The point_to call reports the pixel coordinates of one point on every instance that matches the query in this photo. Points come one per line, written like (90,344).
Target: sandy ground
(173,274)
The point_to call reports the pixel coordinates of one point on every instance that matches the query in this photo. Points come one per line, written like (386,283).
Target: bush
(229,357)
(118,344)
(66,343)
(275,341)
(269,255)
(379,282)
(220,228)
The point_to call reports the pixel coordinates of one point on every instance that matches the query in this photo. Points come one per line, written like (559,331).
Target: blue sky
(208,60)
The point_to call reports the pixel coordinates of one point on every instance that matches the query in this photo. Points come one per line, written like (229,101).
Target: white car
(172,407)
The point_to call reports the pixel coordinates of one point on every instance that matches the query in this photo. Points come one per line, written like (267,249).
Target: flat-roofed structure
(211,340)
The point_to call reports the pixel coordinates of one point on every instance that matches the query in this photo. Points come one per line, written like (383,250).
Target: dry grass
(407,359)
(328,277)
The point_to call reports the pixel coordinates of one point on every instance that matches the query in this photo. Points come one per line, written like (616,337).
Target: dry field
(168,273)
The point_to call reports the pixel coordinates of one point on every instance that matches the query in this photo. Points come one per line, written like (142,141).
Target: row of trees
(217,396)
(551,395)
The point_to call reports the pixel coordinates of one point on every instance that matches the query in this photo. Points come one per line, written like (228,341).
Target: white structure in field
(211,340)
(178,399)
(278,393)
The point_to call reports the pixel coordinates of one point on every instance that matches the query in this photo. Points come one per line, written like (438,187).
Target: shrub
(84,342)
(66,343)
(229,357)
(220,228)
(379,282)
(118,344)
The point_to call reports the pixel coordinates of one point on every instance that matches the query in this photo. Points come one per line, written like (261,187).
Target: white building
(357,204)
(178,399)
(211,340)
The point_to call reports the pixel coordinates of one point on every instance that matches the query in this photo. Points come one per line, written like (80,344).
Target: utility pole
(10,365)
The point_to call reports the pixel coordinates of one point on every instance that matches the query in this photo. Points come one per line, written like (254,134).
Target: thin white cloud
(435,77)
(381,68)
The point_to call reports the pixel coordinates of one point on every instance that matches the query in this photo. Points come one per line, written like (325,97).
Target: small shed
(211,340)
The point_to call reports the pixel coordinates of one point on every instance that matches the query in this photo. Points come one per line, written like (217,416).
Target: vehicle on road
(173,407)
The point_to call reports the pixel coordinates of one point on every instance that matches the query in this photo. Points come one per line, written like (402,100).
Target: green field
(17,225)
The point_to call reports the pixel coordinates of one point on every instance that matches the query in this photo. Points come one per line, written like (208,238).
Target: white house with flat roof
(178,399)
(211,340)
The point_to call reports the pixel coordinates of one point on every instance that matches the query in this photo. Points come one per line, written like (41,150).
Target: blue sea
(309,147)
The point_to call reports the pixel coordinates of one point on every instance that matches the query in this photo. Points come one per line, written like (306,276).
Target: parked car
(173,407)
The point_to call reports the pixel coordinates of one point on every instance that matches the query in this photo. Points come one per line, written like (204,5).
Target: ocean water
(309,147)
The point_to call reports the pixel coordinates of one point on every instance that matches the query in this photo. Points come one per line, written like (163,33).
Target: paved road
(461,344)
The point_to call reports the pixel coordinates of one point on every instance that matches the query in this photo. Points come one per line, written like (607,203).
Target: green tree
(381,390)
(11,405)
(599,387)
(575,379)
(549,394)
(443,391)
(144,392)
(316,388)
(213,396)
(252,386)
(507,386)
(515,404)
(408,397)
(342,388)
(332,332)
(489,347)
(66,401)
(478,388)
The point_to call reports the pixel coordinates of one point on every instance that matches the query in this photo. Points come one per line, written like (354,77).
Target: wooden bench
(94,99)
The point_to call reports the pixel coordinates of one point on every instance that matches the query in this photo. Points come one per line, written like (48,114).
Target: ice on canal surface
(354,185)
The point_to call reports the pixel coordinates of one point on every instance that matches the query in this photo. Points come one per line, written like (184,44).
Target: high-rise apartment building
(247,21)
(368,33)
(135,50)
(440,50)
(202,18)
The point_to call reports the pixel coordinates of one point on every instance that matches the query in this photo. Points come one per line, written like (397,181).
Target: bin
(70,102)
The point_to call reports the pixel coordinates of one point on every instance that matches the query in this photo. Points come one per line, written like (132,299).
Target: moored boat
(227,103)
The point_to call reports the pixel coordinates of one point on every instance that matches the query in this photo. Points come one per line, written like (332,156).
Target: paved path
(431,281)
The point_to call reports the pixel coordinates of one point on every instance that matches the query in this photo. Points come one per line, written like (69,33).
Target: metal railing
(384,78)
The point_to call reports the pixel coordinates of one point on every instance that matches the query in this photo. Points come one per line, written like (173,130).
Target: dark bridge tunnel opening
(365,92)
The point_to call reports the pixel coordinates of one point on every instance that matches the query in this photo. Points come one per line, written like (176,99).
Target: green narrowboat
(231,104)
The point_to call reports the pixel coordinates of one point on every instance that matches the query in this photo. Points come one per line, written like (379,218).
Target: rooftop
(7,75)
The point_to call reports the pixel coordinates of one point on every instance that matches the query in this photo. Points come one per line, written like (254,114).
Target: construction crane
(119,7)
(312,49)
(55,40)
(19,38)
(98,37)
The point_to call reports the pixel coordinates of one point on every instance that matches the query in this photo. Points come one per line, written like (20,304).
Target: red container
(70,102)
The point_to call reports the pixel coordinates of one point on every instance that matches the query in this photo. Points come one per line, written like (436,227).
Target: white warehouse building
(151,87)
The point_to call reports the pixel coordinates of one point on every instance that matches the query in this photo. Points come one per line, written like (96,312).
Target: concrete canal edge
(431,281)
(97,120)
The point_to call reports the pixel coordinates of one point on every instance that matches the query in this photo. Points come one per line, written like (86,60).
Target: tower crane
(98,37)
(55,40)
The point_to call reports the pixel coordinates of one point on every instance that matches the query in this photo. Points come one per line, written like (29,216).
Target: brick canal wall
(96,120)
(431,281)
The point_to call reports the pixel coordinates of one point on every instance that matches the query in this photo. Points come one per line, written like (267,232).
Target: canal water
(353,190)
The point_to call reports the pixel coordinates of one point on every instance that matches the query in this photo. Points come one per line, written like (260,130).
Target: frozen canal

* **WHAT IS NEEDED**
Your task is to restate every record word for word.

* **ANSWER AREA**
The point_to call reports the pixel coordinates of one point on every instance that matches the query in this photo. Points come one per line, written like (90,344).
Target: sandy ground
(173,274)
The point_to call reports the pixel coordinates of one point on every instance that matches the query in this photo. Points come one per line, written like (386,283).
Target: bush
(229,357)
(118,344)
(66,343)
(275,341)
(269,255)
(379,282)
(220,228)
The point_to call reports the pixel coordinates of one point on every instance that matches the query in this photo. Points come one per line, written like (559,331).
Target: blue sky
(208,60)
The point_to call reports the pixel coordinates of one point on every instance that matches the query in this photo. Points come one per line, written like (229,101).
Target: white car
(172,407)
The point_to call reports the pixel coordinates of one point on every instance that matches the query in this photo. Points come one per line, written like (267,249).
Target: flat-roofed structure
(211,340)
The point_to call reports the pixel coordinates of one point on every instance that matches the query in this photo. Points come one per line, written like (383,250).
Target: dry grass
(407,359)
(328,277)
The point_to call reports the pixel coordinates of one point on every instance that matches the query in this photo. Points come one per line, written like (616,337).
Target: dry field
(168,273)
The point_to call reports the pixel coordinates of one point on every instance that matches the query in this photo. Points come one per line, written like (142,141).
Target: row of trees
(217,396)
(551,395)
The point_to call reports the pixel coordinates of one point on every instance that matches the query in this photo. Points come one per line, written like (228,341).
Target: white structure in field
(211,340)
(178,399)
(278,393)
The point_to call reports the pixel coordinates of one point on every instance that matches the query in this photo. Points come one per line, written like (438,187).
Target: shrub
(84,342)
(66,343)
(229,357)
(220,228)
(379,282)
(118,344)
The point_to call reports the pixel coordinates of one point on every instance that matches the query in this photo. Points come one per line, written like (261,187).
Target: white building
(357,204)
(178,399)
(211,340)
The point_to call reports the pixel coordinates of one point on every instance that matches the query in this photo. Points come one per line, written like (80,344).
Target: utility pole
(10,365)
The point_to call reports the pixel coordinates of one point on every instance that matches the query in this photo. Points come one per line, written like (254,134).
Target: thin white cloud
(435,77)
(381,68)
The point_to call reports the pixel coordinates of one point on every instance that matches the query in this photo. Points come one per line, written like (325,97).
Target: small shed
(211,340)
The point_to call reports the pixel coordinates of one point on every instance that matches the query in this photo. Points come one per line, written like (217,416).
Target: vehicle on road
(173,407)
The point_to call reports the pixel coordinates of one point on every instance that matches the query in this photo. Points come one per line, written like (402,100).
Target: green field
(17,225)
The point_to call reports the pixel coordinates of one point on every instance that matches the query in this photo. Points come one per line, written like (208,238).
Target: white house with flat roof
(178,399)
(211,340)
The point_to call reports the pixel coordinates of one point on every instance that matches the query in this photo. Points come one per line, written like (41,150).
Target: blue sea
(309,147)
The point_to call reports the pixel coordinates of one point on every instance that matches the query in this photo. Points come one per line, written like (306,276).
Target: parked car
(173,407)
The point_to call reports the pixel coordinates of one point on every instance that matches the query in this photo. Points come one per line, written like (204,5).
Target: ocean water
(309,147)
The point_to call reports the pixel coordinates of one point on every instance that matches the query in this photo. Points come one per line, written like (163,33).
Target: paved road
(461,344)
The point_to call reports the pixel coordinates of one point on every instance that matches the query in this photo. Points come one per line, written like (607,203).
Target: green tree
(381,390)
(11,405)
(599,387)
(575,379)
(549,394)
(443,391)
(144,392)
(316,388)
(213,396)
(252,386)
(507,386)
(515,404)
(408,397)
(342,388)
(332,332)
(489,347)
(66,401)
(478,388)
The point_to call reports the pixel coordinates of one point on every instance that matches the query in this photo. Points come one per line, written like (354,77).
Target: wooden bench
(94,99)
The point_to call reports the pixel coordinates of one point on every instance that matches the query in this photo. Points come one per line, written like (48,114).
Target: ice on canal surface
(354,185)
The point_to call reports the pixel coordinates of one point on every instance that matches the query in this photo. Points come one per line, written like (184,44).
Target: high-rise apartment building
(247,21)
(368,33)
(135,50)
(440,50)
(202,18)
The point_to call reports the pixel coordinates of one point on every instance that matches the query in this photo. Points come one per line, written like (397,181).
Target: bin
(70,102)
The point_to call reports the pixel coordinates of one point on every instance that matches the query in this photo. Points come one per line, written like (132,299).
Target: moored boat
(227,103)
The point_to call reports the pixel coordinates of one point on every instance that matches the query in this photo. Points come one per line, written like (332,156).
Target: paved path
(431,281)
The point_to call reports the pixel coordinates of one point on every instance that matches the query in this photo. Points come one per line, written like (69,33).
Target: metal railing
(384,78)
The point_to call reports the pixel coordinates of one point on every instance that matches the query in this photo. Points come one per line, written like (173,130).
Target: dark bridge tunnel opening
(365,92)
The point_to call reports the pixel coordinates of one point on every instance that matches the query in this photo. Points come one per line, written like (176,99).
Target: green narrowboat
(231,104)
The point_to call reports the pixel coordinates of one point on every instance that matches the query in this photo. Points come one per line, written like (379,218).
Target: rooftop
(7,75)
The point_to call reports the pixel coordinates of one point on every instance that matches the query in this photo. Points come one per line, written like (254,114).
Target: construction crane
(119,7)
(312,49)
(55,40)
(19,38)
(98,37)
The point_to call reports the pixel coordinates of one point on every instance that matches the query in this photo. Points come one per line, written like (20,304).
Target: red container
(70,102)
The point_to call reports the pixel coordinates of one point on every instance that matches the query in this photo. Points come one per line, written like (436,227).
Target: white warehouse building
(151,87)
The point_to call reports the pixel coordinates of one point on every instance that matches the query in this photo. Points come one per line, written like (96,312).
Target: concrete canal edge
(431,281)
(97,120)
The point_to call reports the pixel coordinates of one point on every instance that matches the query in this photo. Points come one per line, written like (86,60).
Target: tower crane
(98,37)
(55,40)
The point_to call reports the pixel coordinates of one point on every instance that matches the query in this photo. Points come one per line, written like (29,216).
Target: brick canal wall
(96,120)
(431,281)
The point_to call reports the pixel coordinates of one point on every instance that matches the query in this photo. Points come one per line, written like (267,232).
Target: canal water
(353,190)
The point_to call reports the pixel coordinates of one point on every instance that matches the query in this photo. Points come one per line, written like (260,130).
Target: frozen canal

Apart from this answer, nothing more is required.